__EXERCISE MATERIALS__.

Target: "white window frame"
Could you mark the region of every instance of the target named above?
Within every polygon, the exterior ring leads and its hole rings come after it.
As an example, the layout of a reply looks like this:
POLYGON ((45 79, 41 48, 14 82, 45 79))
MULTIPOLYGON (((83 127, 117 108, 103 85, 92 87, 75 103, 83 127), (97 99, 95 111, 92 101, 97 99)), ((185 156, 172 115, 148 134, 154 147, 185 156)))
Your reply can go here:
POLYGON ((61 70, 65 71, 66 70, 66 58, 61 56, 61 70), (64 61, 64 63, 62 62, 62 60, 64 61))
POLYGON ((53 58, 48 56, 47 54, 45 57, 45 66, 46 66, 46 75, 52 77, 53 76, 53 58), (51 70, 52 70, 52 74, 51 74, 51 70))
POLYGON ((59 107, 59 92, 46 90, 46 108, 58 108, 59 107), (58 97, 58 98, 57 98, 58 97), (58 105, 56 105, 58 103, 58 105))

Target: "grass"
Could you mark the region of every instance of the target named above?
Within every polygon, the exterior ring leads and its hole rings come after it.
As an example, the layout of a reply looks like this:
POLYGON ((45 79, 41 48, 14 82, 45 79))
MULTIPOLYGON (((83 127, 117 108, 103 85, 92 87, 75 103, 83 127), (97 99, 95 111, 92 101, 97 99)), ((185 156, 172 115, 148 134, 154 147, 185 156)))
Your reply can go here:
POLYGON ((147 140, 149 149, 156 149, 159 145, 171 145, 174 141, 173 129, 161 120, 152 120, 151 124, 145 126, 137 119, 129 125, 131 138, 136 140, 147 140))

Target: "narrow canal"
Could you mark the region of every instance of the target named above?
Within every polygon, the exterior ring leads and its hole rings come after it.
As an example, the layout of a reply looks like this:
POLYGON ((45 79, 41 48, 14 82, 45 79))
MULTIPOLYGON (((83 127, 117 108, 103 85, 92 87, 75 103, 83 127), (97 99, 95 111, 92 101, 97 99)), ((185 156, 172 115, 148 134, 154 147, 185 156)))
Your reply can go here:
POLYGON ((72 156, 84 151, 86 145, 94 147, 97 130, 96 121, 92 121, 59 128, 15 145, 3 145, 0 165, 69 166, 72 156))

__TASK INSTRUCTIONS__. With the material above as the source, restate each line word for word.

__WORKED SOLUTION__.
Target: "white window frame"
Could you mark the region of every instance of the target named above?
Within every polygon, the exterior ring leads and its hole rings come after it.
As an example, the layout of a reply looks like this:
POLYGON ((45 79, 41 48, 14 82, 45 79))
MULTIPOLYGON (((83 127, 117 108, 103 85, 92 87, 75 103, 83 127), (97 99, 95 111, 92 101, 97 99)), ((185 156, 172 115, 148 134, 154 147, 185 156)))
Your reply can go here:
POLYGON ((61 70, 65 71, 66 70, 66 58, 61 56, 61 70), (64 61, 64 63, 62 62, 62 60, 64 61))
POLYGON ((53 58, 48 56, 47 54, 45 57, 45 66, 46 66, 46 75, 52 77, 53 76, 53 58), (51 70, 52 70, 52 74, 51 74, 51 70))
POLYGON ((59 107, 59 92, 46 90, 46 108, 58 108, 59 107), (58 97, 58 98, 57 98, 58 97), (58 105, 56 105, 58 103, 58 105))

Target: "grass"
Could you mark the region of every instance of the target named above?
Within every polygon, the exterior ring leads and its hole rings come after it.
As an example, the layout of a reply looks like this:
POLYGON ((45 79, 41 48, 14 82, 45 79))
MULTIPOLYGON (((83 127, 117 108, 103 85, 92 87, 75 103, 83 127), (97 99, 95 111, 92 101, 97 99)), ((185 156, 172 115, 148 134, 154 147, 185 156)))
Your reply can go here:
POLYGON ((147 140, 149 149, 156 149, 159 145, 171 145, 174 141, 173 129, 161 120, 152 120, 151 124, 145 126, 137 119, 129 125, 131 138, 136 140, 147 140))

Target: "narrow canal"
Could you mark the region of every instance of the target named above?
Within every polygon, the exterior ring leads and its hole rings come after it.
As an example, the layout of a reply looks like this:
POLYGON ((45 79, 41 48, 14 82, 45 79))
MULTIPOLYGON (((83 127, 117 108, 103 85, 92 87, 75 103, 83 127), (97 99, 95 111, 92 101, 97 99)), ((185 156, 172 115, 148 134, 154 147, 185 156)))
Your reply can go here:
POLYGON ((72 156, 84 151, 86 145, 94 147, 97 130, 96 121, 92 121, 59 128, 15 145, 3 145, 0 165, 69 166, 72 156))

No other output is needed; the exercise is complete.